Entries provided —
** Start **

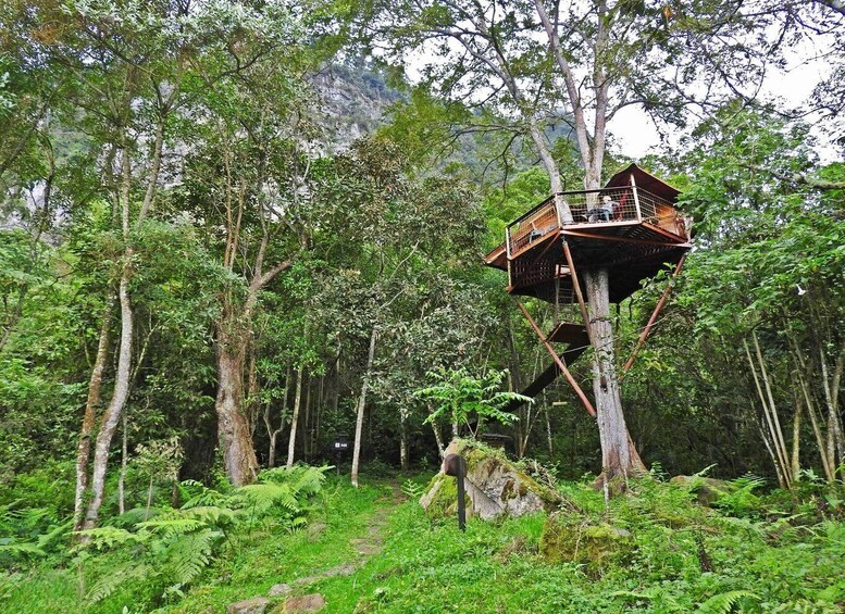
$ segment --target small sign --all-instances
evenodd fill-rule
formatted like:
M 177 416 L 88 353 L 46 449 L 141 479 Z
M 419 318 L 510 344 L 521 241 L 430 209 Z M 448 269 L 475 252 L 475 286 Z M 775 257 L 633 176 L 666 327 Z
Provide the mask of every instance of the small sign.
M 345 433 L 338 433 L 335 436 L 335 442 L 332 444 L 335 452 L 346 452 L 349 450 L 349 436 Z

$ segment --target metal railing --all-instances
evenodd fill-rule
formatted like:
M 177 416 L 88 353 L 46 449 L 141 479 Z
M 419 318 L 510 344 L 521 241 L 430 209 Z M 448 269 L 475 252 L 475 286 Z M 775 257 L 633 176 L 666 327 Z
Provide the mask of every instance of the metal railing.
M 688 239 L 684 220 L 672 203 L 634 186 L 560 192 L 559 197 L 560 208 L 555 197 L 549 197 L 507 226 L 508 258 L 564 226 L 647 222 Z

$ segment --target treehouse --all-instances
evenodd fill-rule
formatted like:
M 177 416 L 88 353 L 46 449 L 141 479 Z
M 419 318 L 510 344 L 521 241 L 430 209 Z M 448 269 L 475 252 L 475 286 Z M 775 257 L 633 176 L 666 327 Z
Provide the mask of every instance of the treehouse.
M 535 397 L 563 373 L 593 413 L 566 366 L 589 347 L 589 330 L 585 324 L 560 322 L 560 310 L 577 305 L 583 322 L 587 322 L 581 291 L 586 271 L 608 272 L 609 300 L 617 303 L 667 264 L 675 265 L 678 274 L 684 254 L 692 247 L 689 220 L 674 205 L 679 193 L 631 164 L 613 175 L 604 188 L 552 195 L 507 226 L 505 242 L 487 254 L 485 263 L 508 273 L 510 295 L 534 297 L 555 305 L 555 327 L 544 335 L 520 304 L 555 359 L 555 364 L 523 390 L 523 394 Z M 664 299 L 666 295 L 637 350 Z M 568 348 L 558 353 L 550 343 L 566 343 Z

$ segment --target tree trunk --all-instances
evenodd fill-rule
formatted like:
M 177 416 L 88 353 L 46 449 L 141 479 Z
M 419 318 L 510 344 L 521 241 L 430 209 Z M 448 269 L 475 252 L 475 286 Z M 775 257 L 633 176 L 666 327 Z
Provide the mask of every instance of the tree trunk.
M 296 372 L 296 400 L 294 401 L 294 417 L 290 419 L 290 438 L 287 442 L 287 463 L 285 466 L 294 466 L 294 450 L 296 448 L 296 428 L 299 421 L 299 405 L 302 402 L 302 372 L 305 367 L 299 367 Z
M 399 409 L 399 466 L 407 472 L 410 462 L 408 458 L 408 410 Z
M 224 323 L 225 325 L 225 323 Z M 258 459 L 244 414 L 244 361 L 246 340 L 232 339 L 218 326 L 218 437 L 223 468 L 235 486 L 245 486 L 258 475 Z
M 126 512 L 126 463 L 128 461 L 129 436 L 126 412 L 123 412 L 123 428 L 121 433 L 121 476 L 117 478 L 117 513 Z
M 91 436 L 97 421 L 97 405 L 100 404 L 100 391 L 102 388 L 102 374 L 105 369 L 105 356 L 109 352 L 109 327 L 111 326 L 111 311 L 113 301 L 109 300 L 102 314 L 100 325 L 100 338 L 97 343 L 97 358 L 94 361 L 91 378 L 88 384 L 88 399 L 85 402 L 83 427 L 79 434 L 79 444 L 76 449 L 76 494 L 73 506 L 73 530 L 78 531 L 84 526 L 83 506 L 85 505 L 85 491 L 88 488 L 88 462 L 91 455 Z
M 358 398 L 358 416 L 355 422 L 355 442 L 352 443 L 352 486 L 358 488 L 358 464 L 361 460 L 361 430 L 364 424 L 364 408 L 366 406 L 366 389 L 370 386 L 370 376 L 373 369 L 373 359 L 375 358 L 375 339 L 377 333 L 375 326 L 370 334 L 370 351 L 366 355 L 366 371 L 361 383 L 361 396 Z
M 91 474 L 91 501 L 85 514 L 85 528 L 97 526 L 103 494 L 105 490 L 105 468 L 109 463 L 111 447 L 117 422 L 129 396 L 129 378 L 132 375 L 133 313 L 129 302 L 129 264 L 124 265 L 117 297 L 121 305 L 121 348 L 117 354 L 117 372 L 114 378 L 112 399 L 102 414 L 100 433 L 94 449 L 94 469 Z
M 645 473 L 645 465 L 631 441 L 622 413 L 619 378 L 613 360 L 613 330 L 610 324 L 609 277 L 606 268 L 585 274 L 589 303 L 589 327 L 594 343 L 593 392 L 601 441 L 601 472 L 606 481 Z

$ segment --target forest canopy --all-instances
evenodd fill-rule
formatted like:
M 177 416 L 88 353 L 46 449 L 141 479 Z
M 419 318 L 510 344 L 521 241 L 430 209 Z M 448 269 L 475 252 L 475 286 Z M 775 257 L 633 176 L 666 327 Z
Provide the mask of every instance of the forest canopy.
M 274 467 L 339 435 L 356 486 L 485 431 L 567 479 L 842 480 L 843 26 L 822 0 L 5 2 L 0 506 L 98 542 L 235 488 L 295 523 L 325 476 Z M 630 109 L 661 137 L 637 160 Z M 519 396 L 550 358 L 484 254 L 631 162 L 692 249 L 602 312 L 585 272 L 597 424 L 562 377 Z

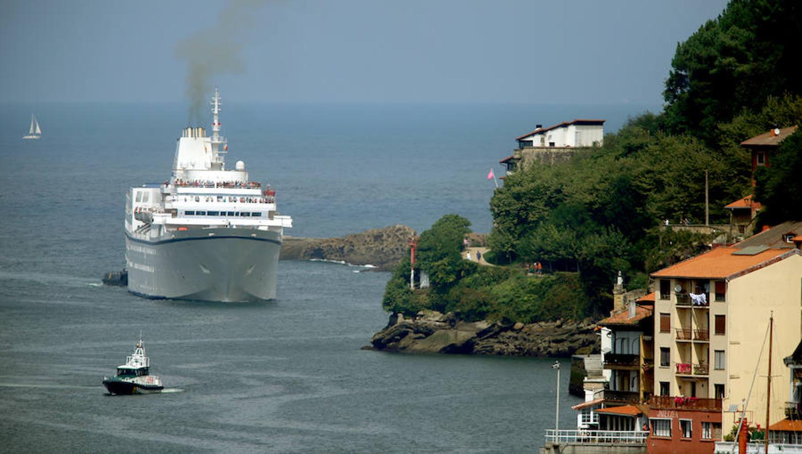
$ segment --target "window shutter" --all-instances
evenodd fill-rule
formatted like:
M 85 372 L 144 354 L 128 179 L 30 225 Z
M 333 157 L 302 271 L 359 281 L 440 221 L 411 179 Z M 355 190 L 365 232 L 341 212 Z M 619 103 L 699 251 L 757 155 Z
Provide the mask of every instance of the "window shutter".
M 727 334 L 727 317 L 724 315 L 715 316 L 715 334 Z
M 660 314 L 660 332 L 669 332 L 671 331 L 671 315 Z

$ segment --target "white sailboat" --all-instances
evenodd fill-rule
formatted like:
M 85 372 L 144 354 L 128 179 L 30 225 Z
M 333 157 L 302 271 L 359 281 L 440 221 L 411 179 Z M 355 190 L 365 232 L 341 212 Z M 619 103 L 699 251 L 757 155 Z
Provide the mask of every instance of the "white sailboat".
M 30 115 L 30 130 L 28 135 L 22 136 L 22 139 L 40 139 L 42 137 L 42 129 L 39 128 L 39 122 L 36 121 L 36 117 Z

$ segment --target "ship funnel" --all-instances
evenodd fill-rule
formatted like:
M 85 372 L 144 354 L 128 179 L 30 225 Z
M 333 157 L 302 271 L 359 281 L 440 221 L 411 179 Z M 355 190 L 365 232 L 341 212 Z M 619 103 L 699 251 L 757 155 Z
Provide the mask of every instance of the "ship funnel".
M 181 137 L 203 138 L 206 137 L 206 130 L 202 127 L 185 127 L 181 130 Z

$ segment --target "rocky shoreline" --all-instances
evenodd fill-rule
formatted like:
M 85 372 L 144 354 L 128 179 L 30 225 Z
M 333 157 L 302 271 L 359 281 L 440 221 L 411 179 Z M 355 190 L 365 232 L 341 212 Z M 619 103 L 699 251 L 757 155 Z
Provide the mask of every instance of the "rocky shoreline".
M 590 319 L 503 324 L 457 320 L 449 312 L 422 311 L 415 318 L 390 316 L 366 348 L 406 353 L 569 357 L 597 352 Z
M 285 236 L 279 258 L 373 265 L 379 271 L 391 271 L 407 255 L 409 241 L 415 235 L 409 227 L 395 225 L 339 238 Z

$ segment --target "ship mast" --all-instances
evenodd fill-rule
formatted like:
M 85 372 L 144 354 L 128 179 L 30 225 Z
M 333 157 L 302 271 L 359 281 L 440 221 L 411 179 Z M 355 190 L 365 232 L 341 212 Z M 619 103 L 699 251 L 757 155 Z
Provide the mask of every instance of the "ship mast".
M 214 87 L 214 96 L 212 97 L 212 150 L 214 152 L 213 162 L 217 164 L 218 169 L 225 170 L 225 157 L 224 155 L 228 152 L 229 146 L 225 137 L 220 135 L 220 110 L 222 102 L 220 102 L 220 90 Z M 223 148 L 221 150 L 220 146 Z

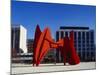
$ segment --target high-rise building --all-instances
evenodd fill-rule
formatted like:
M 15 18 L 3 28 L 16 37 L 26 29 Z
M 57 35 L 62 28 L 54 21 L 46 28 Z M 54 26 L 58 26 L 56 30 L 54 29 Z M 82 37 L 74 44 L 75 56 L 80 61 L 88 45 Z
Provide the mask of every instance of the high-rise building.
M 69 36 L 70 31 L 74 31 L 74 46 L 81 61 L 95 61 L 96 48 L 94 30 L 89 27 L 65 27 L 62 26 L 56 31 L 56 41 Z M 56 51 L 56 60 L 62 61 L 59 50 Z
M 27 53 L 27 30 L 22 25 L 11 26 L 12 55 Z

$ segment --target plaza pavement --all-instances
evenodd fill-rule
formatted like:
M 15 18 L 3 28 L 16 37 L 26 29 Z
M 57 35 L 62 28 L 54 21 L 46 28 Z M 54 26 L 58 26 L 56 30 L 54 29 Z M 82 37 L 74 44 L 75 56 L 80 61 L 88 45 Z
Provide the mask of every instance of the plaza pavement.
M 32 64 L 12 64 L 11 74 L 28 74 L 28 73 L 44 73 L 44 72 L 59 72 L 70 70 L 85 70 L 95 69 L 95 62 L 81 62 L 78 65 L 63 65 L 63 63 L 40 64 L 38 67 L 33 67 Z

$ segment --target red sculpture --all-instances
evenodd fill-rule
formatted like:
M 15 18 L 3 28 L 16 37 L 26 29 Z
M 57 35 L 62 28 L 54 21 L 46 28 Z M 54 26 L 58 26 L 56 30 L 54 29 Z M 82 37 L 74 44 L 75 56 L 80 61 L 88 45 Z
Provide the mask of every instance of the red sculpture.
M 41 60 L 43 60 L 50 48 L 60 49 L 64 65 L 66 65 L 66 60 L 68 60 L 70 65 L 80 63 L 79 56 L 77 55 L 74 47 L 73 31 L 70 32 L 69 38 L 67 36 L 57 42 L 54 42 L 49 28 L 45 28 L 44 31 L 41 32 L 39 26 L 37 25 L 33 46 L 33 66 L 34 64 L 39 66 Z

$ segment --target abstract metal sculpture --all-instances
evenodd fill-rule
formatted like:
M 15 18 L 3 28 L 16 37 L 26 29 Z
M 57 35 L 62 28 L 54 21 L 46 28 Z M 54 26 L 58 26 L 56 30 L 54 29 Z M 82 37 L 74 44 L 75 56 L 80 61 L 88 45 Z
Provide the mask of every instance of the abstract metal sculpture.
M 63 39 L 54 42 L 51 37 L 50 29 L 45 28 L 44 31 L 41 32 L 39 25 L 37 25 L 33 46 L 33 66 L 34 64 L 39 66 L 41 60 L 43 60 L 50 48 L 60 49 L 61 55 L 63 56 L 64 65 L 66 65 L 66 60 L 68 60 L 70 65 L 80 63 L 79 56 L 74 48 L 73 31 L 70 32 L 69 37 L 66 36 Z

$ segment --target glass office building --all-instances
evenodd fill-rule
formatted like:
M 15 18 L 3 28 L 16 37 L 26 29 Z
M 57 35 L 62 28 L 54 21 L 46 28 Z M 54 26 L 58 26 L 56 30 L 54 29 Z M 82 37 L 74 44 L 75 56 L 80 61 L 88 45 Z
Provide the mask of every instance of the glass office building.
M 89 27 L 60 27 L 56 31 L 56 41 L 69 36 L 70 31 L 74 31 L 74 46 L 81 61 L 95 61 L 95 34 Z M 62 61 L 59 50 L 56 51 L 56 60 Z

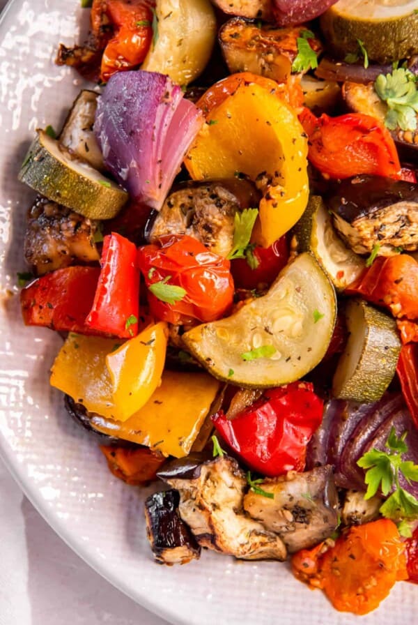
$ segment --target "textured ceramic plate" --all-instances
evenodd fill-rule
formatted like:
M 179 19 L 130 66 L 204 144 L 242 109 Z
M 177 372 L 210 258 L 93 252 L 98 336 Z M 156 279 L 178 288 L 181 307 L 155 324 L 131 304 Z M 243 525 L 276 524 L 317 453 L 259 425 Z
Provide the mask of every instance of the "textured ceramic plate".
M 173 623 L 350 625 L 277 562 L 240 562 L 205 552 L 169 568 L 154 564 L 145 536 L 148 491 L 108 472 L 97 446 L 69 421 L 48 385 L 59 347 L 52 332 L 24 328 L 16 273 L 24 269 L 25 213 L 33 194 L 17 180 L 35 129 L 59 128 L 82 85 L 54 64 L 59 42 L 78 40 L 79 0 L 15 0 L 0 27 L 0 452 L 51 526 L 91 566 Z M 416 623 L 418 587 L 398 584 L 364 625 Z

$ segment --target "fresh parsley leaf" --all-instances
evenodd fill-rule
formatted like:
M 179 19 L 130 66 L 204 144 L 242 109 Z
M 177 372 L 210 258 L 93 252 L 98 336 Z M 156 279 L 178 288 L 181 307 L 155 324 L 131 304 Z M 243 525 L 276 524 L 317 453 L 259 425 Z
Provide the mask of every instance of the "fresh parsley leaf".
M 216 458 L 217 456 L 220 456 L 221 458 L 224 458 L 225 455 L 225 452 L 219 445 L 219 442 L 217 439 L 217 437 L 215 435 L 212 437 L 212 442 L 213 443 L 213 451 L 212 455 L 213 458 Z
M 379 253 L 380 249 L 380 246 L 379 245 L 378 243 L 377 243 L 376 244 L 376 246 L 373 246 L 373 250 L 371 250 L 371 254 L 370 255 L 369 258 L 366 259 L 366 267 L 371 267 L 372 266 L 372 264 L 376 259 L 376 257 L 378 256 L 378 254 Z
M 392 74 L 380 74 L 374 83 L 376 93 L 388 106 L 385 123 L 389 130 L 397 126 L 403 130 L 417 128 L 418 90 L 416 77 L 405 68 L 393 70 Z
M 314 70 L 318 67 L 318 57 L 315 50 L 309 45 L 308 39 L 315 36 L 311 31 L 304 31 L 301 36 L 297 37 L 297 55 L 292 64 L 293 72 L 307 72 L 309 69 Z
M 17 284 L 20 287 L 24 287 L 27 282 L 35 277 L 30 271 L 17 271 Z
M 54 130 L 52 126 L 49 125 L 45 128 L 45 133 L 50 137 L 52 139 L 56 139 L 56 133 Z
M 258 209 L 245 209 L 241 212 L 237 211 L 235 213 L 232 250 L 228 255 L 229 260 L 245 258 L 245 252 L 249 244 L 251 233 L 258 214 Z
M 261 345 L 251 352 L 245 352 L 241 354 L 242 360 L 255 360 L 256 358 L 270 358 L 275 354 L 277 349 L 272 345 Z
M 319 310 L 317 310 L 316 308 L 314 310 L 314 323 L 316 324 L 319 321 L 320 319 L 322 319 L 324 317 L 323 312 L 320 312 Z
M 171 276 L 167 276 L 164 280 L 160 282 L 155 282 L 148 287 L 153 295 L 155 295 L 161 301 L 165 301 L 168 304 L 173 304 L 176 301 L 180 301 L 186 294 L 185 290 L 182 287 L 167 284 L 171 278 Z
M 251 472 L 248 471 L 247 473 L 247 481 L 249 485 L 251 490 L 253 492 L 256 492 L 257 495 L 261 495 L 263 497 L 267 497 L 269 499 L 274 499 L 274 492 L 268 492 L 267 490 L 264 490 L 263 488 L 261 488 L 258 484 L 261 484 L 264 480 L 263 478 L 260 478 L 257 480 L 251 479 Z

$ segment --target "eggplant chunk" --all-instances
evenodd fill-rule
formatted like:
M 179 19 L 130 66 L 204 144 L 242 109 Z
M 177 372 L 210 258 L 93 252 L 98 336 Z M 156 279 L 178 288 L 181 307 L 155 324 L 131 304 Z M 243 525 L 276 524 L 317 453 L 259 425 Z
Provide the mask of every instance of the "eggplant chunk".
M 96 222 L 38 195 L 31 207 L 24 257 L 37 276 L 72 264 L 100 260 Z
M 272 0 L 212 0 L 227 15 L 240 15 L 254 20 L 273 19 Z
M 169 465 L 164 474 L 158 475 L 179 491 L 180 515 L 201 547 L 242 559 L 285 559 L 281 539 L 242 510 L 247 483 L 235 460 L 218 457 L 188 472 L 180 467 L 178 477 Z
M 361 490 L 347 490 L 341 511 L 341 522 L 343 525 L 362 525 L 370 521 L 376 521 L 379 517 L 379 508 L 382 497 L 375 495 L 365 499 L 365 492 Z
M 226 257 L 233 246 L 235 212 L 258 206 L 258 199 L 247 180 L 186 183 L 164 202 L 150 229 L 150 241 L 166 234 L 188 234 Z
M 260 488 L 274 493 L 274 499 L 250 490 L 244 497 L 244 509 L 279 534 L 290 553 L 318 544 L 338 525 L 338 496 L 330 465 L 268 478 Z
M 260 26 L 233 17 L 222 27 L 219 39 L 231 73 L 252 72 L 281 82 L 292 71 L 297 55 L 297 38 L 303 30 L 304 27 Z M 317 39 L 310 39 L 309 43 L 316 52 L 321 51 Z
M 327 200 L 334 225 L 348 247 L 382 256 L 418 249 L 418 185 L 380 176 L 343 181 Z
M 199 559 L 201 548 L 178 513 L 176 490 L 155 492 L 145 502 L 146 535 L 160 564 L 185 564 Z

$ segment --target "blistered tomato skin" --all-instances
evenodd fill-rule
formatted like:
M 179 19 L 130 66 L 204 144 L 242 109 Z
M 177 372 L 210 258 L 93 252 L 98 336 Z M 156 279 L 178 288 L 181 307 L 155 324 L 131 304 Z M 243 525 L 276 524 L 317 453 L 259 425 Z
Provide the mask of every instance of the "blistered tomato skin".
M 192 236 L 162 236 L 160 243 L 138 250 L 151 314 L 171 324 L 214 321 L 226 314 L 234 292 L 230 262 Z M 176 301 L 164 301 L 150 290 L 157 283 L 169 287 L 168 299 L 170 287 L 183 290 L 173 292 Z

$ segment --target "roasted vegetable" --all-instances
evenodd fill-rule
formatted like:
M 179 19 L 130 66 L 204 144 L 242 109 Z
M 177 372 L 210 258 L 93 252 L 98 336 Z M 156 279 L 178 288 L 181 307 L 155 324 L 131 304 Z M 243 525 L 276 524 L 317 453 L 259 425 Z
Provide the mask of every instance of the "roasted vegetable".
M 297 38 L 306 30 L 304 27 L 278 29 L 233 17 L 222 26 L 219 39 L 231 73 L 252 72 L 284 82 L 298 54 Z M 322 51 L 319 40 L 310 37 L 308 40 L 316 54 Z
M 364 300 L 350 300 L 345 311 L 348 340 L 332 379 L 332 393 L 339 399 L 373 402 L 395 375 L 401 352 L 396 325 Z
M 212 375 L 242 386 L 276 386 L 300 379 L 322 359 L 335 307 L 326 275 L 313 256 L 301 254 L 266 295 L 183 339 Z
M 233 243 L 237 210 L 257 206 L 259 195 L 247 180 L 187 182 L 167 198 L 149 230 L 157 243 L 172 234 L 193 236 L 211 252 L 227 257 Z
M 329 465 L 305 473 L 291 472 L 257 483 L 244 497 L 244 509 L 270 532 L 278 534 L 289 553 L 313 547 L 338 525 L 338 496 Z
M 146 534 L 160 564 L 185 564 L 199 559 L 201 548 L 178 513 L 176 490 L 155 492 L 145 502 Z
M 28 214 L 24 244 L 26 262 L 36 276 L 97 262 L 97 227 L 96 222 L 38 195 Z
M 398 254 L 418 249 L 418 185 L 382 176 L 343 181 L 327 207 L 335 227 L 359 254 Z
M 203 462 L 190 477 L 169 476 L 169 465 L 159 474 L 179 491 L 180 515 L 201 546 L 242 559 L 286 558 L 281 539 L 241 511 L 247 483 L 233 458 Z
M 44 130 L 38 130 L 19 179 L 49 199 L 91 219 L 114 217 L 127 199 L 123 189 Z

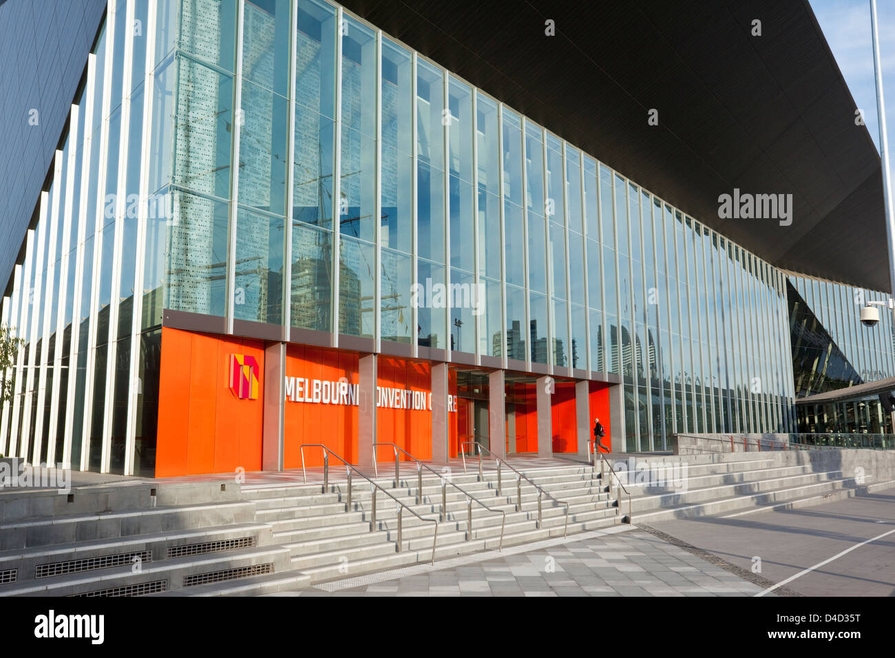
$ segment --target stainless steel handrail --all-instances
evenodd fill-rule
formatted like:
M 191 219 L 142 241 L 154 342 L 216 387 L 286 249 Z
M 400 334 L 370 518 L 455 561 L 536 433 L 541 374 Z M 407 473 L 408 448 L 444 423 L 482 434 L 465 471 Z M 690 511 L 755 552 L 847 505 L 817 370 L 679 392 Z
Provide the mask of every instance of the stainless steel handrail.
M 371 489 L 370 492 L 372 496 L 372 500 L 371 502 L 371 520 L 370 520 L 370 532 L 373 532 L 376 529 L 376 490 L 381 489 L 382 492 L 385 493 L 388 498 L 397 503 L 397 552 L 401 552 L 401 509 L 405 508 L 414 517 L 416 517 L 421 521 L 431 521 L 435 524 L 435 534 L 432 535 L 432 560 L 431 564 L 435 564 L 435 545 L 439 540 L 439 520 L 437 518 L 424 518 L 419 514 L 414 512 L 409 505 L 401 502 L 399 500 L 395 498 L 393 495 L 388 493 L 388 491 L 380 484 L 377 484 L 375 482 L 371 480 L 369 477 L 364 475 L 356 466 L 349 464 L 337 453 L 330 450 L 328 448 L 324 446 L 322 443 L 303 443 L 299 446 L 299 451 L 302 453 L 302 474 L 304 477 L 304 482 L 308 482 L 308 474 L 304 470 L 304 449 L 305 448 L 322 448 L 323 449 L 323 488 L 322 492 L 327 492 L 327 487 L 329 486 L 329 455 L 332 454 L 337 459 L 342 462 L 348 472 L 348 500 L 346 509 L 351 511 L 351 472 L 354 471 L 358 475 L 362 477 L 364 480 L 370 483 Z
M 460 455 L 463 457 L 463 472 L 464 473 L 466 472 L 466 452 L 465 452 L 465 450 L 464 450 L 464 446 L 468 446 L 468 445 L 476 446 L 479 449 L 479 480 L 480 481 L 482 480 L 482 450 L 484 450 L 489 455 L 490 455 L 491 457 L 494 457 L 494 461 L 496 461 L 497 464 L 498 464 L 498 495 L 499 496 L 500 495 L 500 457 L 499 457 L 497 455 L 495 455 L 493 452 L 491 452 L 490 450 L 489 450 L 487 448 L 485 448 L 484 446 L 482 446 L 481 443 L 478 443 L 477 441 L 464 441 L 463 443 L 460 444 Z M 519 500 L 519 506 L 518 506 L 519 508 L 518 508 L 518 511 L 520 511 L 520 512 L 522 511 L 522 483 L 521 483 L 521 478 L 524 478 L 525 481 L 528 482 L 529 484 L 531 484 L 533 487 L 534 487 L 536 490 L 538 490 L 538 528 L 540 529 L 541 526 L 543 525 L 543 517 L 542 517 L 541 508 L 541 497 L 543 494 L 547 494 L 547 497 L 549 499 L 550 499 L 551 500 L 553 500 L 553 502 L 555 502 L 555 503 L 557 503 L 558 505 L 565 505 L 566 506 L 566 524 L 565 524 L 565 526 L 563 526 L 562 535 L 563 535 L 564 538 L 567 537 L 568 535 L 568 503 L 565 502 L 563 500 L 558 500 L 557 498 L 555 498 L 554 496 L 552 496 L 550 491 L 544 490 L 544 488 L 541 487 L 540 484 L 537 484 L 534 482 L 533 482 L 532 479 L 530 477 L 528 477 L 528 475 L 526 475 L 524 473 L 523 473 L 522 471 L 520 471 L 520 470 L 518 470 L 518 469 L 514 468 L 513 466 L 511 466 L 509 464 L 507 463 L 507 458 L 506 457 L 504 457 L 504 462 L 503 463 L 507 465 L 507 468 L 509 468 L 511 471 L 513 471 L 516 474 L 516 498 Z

** End **

Set exercise —
Lay out the lines from the one containing "red sculpture --all-instances" through the one containing "M 63 39 L 54" as a Markdown table with the columns Row and Line Text. Skip blank lines and number the others in order.

Answer for this exercise —
| Row | Line Text |
|---|---|
| 1 | $ segment --target red sculpture --all-instances |
| 2 | evenodd fill-rule |
| 3 | formatted like: |
| 4 | M 15 18 L 3 28 L 16 37 L 26 29 Z |
| 5 | M 57 35 L 62 28 L 54 21 L 46 28 Z M 54 26 L 58 26 L 56 30 L 54 29 Z M 82 37 L 74 44 L 75 56 L 80 61 L 88 45 Z |
| 6 | Provide the mask of every instance of the red sculpture. |
| 7 | M 41 60 L 43 60 L 50 48 L 60 49 L 64 65 L 66 65 L 66 60 L 68 60 L 70 65 L 80 63 L 79 56 L 77 55 L 74 47 L 73 31 L 70 32 L 69 38 L 67 36 L 57 42 L 54 42 L 49 28 L 45 28 L 44 31 L 41 32 L 39 26 L 37 25 L 33 46 L 33 66 L 34 64 L 39 66 Z |
| 8 | $ segment --target abstract metal sculpture --all-instances |
| 9 | evenodd fill-rule |
| 10 | formatted like: |
| 11 | M 15 18 L 3 28 L 16 37 L 26 29 Z |
| 12 | M 57 35 L 62 28 L 54 21 L 46 28 Z M 54 26 L 58 26 L 56 30 L 54 29 Z M 82 37 L 74 44 L 75 56 L 80 61 L 88 45 Z |
| 13 | Provide the mask of every instance of the abstract metal sculpture. |
| 14 | M 63 39 L 54 42 L 51 37 L 50 29 L 45 28 L 44 31 L 41 32 L 39 25 L 37 25 L 33 46 L 33 66 L 34 64 L 39 66 L 41 60 L 43 60 L 50 48 L 60 49 L 61 55 L 63 56 L 64 65 L 66 65 L 66 60 L 68 60 L 70 65 L 80 63 L 79 56 L 74 48 L 73 31 L 70 32 L 69 37 L 66 36 Z |